> **Quoted text**:
#243

. . . some time later . . .

The Times, October 25, 2017

The word ‘chthonic’ may be in common use in the Times offices, but even so the writer should know that it will be unfamiliar to 99.9 per cent of readers, and therefore must be explained. However that would be a  problem here, because as so often when someone tries to look clever by using an obscure word, he or she gets it wrong and looks a perfect idiot. The technical meaning of ‘chthonic’ is ‘subterranean’ but it is associated with underworld spirits and deities. Not the association that would be wanted in a Holocaust memorial, I imagine.

PS In the intro, ‘create’ means ‘to make a new one’ so ‘new’ is redundant. It would be a lot cleverer to get a simple thing like that right.

#242

The Times, October 25, 2017

Writing headlines requires an ear for scansion. ‘Masters of the universe’, as well as being a well-known expression, has a rhythm which ‘masters of universe’ does not. The annoying thing about this heading is how little it would take to make it good – simply move ‘the’ so that it reads:

How City’s masters of the universe
failed and undermined industry

#241a

Daily Telegraph, October 25, 2017

‘Upmost’ is a synonym of ‘uppermost’, meaning ‘the top’ in physical terms, eg ‘the upmost branches of the tree’. The word wanted here is ‘utmost’, meaning ‘greatest’ or ‘most extreme’, which is applied to sentiments such as respect.

> **Record extracts**:

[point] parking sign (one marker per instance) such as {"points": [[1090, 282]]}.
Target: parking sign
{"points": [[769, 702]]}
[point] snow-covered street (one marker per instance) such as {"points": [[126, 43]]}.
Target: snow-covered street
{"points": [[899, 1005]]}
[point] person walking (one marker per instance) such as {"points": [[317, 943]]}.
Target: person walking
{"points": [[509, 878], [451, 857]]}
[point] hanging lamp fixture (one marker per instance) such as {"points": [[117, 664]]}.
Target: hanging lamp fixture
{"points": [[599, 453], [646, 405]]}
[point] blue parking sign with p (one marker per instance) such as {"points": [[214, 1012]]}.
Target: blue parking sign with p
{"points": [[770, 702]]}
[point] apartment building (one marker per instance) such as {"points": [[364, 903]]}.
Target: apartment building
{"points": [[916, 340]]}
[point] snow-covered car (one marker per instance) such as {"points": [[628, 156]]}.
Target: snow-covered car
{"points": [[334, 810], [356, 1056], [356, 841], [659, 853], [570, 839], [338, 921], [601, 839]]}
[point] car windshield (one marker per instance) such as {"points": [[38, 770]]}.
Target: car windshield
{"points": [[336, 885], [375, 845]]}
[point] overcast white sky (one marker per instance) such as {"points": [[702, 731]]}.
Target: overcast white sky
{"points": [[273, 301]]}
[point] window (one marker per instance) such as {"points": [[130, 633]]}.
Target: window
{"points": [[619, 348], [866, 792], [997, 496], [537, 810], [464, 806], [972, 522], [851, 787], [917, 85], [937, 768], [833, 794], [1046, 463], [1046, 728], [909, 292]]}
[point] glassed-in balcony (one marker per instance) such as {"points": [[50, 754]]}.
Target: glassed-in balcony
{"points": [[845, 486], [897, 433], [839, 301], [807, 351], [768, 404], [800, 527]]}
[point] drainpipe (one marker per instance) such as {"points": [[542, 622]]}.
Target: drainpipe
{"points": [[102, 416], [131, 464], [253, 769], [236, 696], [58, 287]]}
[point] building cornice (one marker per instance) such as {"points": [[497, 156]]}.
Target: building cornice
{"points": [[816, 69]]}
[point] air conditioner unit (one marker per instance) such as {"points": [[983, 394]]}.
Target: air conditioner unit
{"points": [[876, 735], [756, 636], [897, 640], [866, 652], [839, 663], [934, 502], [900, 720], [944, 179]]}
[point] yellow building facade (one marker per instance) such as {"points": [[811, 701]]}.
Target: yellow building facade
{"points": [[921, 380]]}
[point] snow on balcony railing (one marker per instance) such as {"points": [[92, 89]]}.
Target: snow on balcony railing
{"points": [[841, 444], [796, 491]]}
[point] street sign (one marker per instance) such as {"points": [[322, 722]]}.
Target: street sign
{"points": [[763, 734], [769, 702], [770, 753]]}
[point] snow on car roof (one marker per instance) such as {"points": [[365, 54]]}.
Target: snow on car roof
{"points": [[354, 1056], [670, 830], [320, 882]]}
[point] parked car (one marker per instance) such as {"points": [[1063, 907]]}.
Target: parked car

> **Required task 1**: List every entry number that appears in the usage notes.
> **Required task 2**:
Answer these questions from the usage notes, one per line:
(a) What is the technical meaning of 'chthonic'?
(b) Which word should be moved to improve the headline?
(c) Which word is wanted in place of 'upmost'?
> **Required task 3**: Output the part of the usage notes between "How City’s masters" and "such as respect.", inclusive.

> **Complete response 1**: #243, #242, #241a

> **Complete response 2**:
(a) 'Subterranean'
(b) 'The'
(c) 'Utmost'

> **Complete response 3**:
How City’s masters of the universe
failed and undermined industry

#241a

Daily Telegraph, October 25, 2017

‘Upmost’ is a synonym of ‘uppermost’, meaning ‘the top’ in physical terms, eg ‘the upmost branches of the tree’. The word wanted here is ‘utmost’, meaning ‘greatest’ or ‘most extreme’, which is applied to sentiments such as respect.